Collected data entries:
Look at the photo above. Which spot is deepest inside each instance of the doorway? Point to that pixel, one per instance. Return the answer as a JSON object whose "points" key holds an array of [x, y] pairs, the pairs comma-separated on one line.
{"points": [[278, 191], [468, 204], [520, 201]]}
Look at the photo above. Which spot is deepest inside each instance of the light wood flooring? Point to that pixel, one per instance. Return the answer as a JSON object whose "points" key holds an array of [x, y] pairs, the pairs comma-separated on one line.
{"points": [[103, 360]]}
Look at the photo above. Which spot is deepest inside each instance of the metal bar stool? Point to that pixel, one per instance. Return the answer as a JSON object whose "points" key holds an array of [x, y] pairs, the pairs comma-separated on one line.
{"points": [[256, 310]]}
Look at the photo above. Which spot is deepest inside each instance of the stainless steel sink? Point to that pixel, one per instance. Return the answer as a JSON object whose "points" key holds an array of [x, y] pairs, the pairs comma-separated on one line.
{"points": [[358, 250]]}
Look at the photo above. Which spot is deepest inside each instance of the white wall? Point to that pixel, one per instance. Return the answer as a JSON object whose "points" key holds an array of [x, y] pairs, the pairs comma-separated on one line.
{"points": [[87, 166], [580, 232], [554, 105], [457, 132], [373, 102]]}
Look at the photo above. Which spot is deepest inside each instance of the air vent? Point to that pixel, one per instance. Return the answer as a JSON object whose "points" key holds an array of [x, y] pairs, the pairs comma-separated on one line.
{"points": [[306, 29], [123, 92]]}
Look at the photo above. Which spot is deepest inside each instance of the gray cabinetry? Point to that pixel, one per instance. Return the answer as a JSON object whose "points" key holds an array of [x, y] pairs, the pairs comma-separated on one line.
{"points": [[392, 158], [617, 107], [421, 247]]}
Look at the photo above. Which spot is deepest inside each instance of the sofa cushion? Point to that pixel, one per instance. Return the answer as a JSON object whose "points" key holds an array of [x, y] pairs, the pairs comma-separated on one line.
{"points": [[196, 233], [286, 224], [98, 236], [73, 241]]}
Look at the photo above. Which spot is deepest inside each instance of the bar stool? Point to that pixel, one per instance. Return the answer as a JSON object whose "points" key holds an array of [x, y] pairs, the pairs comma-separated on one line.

## PROMPT
Format every line of the listing above as a JSON list of strings, one string per line, leaving out any blank lines.

## RESULT
[
  "Look at the photo above. Which spot is deepest inside each instance of the doorway? Point to that pixel, one per instance. Return the answer as a JSON object whose \"points\" key holds an array of [x, y] pairs, the pairs comma-separated on one line.",
  "{\"points\": [[278, 191], [468, 204], [520, 201]]}",
  "Look at the photo above. Which spot is deepest inside each instance of the light wood flooring? Point to that pixel, one per instance. Return the answer as a JSON object whose \"points\" key holds an array of [x, y] pairs, the pairs comma-separated on one line.",
  "{\"points\": [[103, 360]]}",
  "Look at the photo above. Which spot is deepest inside each instance of the metal bar stool? Point to that pixel, one per instance. Return the answer as a JSON object whose \"points\" key holds an array of [x, y] pairs, the pairs comma-separated on one line.",
  "{\"points\": [[256, 310]]}",
  "Look at the photo above. Which spot is deepest inside each instance of the stainless steel sink? Point to that pixel, one per instance. Return the answer as a JSON object whose \"points\" key holds an array of [x, y] pairs, the pairs comma-separated on one line.",
  "{\"points\": [[358, 250]]}",
  "Look at the photo above. Which spot is deepest inside each instance of the white wall? Point to that pixel, one per instance. Return the answer as a JSON object whose \"points\" key holds an array of [x, y] pairs, the pairs comma-separated on one line.",
  "{\"points\": [[87, 166], [580, 232], [554, 105], [457, 132], [373, 102]]}",
  "Look at the photo above. Which spot is deepest inside each instance of the air vent? Point to that pixel, one per instance. Return the answer as a JSON object whose \"points\" key holds an array of [x, y] pairs, the pairs comma-separated on one line.",
  "{\"points\": [[306, 29], [123, 92]]}",
  "Look at the photo above. Which spot is deepest inside each instance of the gray cabinetry? Point to that pixel, one per instance. Return the answer as a JSON object whose \"points\" key holds an array of [x, y] pairs, the pairs comma-separated on one line.",
  "{\"points\": [[392, 158], [617, 107], [421, 247]]}",
  "Look at the photo above. Which spot is deepest inside each instance of the sofa cushion? Point to that pixel, one per instance. Return the answer as a JSON object whose \"points\" key holds an array of [x, y] pairs, the pairs comma-separated on one line.",
  "{\"points\": [[196, 233], [286, 224], [98, 236], [73, 241]]}",
  "Look at the photo above. Which spot is deepest inside each instance of the bar stool? Point to that pixel, one per instance. Return the answer as a JSON object whose \"points\" key holds an array of [x, y] pairs, the pairs comma-separated on one line."
]